Pull out every line of the material below that contains the string "cabinet", and copy each one in full. Match case exactly.

Data listing
• • • • • • •

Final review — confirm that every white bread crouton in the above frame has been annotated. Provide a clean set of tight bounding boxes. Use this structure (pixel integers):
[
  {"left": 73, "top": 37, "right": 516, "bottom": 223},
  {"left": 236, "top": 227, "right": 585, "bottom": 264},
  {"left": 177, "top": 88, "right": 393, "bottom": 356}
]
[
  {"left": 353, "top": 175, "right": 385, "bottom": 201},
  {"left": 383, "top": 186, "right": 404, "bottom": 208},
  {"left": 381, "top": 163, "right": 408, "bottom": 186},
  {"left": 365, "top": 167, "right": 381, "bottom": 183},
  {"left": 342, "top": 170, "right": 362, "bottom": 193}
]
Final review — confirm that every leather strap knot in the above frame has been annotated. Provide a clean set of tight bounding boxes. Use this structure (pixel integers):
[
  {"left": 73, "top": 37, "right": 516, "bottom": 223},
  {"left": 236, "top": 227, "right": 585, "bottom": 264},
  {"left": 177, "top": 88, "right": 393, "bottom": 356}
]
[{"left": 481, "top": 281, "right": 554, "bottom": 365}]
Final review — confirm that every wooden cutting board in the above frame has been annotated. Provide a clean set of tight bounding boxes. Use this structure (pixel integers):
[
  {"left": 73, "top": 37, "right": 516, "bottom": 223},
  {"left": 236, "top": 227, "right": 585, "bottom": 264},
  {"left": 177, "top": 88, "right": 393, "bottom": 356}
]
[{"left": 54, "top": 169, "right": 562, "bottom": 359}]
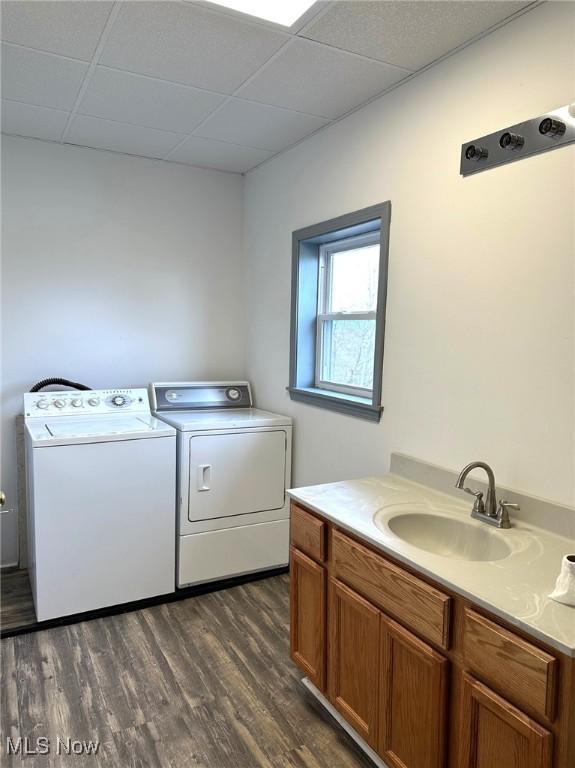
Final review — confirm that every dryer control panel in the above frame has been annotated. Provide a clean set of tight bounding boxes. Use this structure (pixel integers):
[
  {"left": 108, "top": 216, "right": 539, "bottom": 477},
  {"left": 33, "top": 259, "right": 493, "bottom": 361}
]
[
  {"left": 150, "top": 381, "right": 252, "bottom": 411},
  {"left": 24, "top": 388, "right": 150, "bottom": 418}
]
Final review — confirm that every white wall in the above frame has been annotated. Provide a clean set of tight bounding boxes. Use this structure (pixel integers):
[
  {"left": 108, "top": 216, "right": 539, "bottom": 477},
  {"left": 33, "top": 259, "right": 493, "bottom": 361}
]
[
  {"left": 244, "top": 3, "right": 575, "bottom": 504},
  {"left": 1, "top": 136, "right": 244, "bottom": 557}
]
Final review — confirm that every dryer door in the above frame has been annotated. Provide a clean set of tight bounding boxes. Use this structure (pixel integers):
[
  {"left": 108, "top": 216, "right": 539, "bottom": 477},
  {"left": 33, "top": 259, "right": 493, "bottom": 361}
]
[{"left": 188, "top": 429, "right": 287, "bottom": 521}]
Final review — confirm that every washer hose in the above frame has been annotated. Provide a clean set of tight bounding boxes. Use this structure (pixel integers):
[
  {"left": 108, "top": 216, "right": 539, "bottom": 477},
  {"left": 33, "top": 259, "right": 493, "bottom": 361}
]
[{"left": 30, "top": 376, "right": 92, "bottom": 392}]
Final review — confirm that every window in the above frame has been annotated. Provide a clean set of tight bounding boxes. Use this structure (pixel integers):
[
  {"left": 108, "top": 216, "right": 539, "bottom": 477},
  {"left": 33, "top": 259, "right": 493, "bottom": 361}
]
[
  {"left": 315, "top": 232, "right": 379, "bottom": 398},
  {"left": 288, "top": 203, "right": 391, "bottom": 421}
]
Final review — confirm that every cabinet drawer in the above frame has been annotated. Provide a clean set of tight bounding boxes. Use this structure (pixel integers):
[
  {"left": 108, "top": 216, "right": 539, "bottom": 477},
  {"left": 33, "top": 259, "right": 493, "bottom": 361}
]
[
  {"left": 332, "top": 530, "right": 451, "bottom": 648},
  {"left": 291, "top": 504, "right": 327, "bottom": 563},
  {"left": 463, "top": 608, "right": 557, "bottom": 720}
]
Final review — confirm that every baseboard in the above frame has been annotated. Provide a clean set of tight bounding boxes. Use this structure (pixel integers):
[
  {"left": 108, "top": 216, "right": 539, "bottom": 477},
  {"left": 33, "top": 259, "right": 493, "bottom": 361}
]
[
  {"left": 302, "top": 677, "right": 389, "bottom": 768},
  {"left": 0, "top": 509, "right": 19, "bottom": 568}
]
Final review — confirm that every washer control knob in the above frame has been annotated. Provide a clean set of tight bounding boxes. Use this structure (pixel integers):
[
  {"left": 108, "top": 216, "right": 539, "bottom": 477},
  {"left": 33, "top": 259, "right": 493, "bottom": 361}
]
[
  {"left": 499, "top": 131, "right": 525, "bottom": 149},
  {"left": 465, "top": 144, "right": 489, "bottom": 161},
  {"left": 539, "top": 117, "right": 565, "bottom": 139}
]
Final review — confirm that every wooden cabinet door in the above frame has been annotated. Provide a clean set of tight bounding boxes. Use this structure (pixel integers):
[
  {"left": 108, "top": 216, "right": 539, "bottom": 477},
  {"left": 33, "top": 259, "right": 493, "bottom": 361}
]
[
  {"left": 459, "top": 675, "right": 552, "bottom": 768},
  {"left": 290, "top": 547, "right": 327, "bottom": 691},
  {"left": 378, "top": 616, "right": 450, "bottom": 768},
  {"left": 328, "top": 579, "right": 381, "bottom": 747}
]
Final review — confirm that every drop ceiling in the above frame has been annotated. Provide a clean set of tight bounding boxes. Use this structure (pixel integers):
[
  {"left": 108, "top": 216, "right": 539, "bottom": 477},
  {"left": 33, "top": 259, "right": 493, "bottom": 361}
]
[{"left": 1, "top": 0, "right": 536, "bottom": 173}]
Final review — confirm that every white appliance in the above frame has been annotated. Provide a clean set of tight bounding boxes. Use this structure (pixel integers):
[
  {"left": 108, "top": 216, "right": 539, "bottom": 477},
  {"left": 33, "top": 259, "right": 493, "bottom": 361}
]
[
  {"left": 24, "top": 389, "right": 176, "bottom": 621},
  {"left": 150, "top": 381, "right": 292, "bottom": 587}
]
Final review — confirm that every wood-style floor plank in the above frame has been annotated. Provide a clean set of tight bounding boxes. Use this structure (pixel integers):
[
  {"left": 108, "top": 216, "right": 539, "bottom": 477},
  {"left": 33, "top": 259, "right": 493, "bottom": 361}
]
[
  {"left": 0, "top": 575, "right": 371, "bottom": 768},
  {"left": 0, "top": 568, "right": 36, "bottom": 629}
]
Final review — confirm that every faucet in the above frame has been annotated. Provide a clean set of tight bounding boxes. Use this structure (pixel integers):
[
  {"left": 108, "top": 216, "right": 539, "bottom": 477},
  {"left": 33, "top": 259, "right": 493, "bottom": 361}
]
[{"left": 455, "top": 461, "right": 520, "bottom": 528}]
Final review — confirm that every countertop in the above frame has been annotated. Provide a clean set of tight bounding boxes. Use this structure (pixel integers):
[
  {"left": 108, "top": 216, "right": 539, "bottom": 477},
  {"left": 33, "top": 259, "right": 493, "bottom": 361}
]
[{"left": 288, "top": 474, "right": 575, "bottom": 657}]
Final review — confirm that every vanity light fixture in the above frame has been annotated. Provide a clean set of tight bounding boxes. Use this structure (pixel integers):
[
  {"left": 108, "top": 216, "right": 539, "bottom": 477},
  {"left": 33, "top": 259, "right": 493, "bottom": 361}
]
[
  {"left": 459, "top": 103, "right": 575, "bottom": 176},
  {"left": 205, "top": 0, "right": 315, "bottom": 27}
]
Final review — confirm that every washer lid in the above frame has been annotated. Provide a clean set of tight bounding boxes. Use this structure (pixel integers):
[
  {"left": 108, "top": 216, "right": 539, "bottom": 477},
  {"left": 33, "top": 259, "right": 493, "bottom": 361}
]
[
  {"left": 156, "top": 408, "right": 292, "bottom": 432},
  {"left": 25, "top": 415, "right": 176, "bottom": 447},
  {"left": 46, "top": 416, "right": 154, "bottom": 437}
]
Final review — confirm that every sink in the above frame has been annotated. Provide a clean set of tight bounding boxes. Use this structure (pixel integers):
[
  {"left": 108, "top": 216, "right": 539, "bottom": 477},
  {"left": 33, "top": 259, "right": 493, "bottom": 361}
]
[{"left": 380, "top": 512, "right": 511, "bottom": 561}]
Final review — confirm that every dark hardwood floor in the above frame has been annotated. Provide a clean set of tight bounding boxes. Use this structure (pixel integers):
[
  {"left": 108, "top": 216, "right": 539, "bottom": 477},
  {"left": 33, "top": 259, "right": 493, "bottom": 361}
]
[
  {"left": 0, "top": 575, "right": 371, "bottom": 768},
  {"left": 0, "top": 568, "right": 36, "bottom": 629}
]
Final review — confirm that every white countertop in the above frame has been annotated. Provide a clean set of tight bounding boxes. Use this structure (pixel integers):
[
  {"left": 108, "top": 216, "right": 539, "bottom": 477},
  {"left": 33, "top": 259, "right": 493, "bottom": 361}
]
[{"left": 288, "top": 474, "right": 575, "bottom": 657}]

• • • • • • •

*Correct answer*
Final review — confirm that every cabinet drawer in the above frame has been annotated. Provide a clean set of tight bounding boxes. Use this structure (pixel integers):
Final review — confirm that every wooden cabinet door in the above frame has been annotated. Provide a clean set of tight bounding boxes. Use this structure (pixel integers):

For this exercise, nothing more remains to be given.